> _EXERCISE DETAILS_: How many of the lines below hold the word "balcony"? Answer only with the number.

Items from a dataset

BEGIN

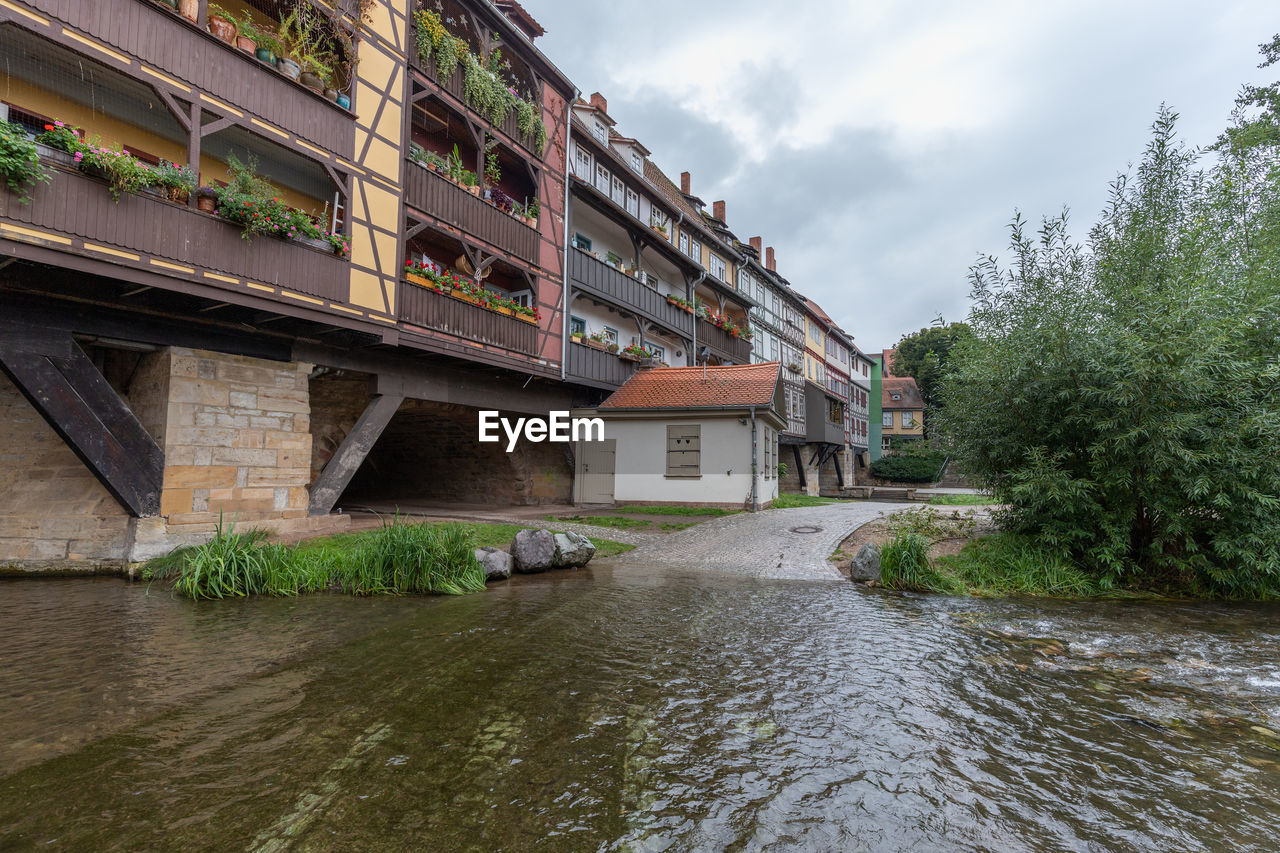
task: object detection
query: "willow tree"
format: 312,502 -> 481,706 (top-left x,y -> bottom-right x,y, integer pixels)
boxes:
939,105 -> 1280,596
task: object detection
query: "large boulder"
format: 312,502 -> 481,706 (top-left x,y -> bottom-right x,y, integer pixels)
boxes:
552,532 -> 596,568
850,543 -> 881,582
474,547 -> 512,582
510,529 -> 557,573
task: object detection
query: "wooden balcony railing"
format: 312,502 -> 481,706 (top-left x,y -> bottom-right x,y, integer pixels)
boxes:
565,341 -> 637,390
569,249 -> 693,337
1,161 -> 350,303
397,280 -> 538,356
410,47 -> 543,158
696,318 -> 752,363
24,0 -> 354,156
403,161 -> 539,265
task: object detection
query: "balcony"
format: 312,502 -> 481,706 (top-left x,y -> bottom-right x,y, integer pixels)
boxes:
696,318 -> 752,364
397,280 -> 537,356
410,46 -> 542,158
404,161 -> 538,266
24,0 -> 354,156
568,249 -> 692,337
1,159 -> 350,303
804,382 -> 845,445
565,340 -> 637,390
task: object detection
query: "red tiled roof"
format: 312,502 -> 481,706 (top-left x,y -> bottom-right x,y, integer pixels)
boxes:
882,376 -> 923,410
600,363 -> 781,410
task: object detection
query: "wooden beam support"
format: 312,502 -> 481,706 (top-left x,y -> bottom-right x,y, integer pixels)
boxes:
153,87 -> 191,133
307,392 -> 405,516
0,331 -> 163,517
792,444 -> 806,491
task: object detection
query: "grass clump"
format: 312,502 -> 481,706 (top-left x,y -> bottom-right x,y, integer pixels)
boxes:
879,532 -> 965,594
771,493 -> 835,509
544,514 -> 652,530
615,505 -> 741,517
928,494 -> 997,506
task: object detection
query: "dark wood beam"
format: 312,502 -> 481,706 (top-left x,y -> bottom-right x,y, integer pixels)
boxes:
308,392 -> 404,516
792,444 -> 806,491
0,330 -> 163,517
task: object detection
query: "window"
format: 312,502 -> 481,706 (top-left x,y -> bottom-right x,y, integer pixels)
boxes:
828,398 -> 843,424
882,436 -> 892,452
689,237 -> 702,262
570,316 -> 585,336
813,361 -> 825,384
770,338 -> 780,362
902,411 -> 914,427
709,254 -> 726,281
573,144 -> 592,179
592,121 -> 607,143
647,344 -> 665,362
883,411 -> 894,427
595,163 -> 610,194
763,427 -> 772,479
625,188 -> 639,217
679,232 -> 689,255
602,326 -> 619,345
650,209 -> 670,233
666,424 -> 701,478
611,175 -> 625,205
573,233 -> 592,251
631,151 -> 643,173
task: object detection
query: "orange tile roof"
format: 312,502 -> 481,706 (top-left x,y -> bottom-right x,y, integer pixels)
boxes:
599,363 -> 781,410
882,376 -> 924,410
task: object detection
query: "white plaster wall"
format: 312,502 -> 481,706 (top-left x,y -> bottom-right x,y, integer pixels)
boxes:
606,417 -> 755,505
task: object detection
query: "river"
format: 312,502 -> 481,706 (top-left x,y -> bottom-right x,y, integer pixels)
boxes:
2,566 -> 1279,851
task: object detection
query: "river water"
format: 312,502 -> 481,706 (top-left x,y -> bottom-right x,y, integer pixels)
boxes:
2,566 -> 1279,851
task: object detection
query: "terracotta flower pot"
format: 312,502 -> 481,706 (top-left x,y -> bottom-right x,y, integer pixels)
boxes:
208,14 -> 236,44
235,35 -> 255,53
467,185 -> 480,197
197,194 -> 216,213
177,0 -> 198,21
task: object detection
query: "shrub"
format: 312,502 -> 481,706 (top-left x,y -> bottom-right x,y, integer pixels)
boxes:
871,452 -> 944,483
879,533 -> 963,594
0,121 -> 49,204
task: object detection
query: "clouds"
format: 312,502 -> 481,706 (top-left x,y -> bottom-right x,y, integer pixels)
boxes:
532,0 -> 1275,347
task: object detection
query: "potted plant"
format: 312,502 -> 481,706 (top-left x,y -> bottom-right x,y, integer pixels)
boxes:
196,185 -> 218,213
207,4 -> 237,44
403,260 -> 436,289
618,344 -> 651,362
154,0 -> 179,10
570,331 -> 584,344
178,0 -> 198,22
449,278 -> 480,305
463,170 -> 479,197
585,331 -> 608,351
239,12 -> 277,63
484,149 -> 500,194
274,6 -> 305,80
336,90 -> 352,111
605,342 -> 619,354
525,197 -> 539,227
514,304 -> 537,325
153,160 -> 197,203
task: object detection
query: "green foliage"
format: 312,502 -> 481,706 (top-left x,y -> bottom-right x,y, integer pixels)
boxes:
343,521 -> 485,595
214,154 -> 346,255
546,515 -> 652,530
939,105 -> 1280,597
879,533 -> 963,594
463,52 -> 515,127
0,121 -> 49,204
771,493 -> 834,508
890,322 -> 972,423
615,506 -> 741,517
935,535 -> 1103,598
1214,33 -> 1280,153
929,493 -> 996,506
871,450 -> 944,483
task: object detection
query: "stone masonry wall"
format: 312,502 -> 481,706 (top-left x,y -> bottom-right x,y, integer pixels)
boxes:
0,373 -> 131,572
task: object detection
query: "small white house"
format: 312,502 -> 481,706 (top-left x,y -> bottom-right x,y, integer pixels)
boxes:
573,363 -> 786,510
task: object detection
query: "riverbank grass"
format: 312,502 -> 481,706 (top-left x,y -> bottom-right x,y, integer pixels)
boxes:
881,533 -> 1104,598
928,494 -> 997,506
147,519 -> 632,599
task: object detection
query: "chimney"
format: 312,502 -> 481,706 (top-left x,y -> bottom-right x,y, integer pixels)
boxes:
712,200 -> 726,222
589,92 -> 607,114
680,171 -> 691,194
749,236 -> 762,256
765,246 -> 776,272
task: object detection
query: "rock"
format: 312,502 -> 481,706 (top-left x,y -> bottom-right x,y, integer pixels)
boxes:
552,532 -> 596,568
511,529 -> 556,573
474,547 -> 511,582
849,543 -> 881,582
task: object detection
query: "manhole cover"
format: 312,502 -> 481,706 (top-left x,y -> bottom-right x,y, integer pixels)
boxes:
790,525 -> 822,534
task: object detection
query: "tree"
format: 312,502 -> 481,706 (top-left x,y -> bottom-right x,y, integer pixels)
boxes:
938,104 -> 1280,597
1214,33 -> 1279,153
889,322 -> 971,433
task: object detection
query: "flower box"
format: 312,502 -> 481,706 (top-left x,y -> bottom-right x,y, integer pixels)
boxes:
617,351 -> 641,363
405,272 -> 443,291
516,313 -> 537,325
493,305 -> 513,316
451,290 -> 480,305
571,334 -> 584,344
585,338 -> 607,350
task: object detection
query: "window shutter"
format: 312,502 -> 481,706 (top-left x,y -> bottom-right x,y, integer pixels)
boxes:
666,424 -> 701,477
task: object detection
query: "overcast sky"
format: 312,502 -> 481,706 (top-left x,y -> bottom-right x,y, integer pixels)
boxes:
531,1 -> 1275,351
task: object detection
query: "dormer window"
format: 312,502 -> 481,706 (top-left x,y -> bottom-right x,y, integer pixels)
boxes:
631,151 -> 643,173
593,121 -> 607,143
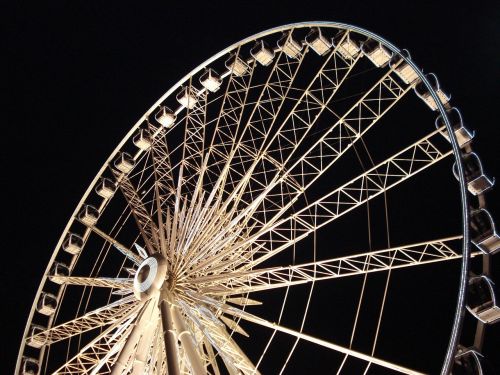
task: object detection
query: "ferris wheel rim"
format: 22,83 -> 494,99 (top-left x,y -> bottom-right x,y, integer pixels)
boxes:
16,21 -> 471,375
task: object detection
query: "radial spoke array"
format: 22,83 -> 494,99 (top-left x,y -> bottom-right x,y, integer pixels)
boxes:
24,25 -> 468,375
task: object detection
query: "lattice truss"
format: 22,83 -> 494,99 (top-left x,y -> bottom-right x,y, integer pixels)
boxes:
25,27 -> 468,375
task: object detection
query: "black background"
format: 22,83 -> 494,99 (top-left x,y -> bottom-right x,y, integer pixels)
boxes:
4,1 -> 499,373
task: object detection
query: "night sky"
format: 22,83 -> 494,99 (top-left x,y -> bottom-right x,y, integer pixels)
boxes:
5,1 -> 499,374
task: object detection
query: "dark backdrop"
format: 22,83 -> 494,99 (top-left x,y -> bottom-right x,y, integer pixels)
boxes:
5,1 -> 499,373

END

> _EXERCISE RESULT_: 2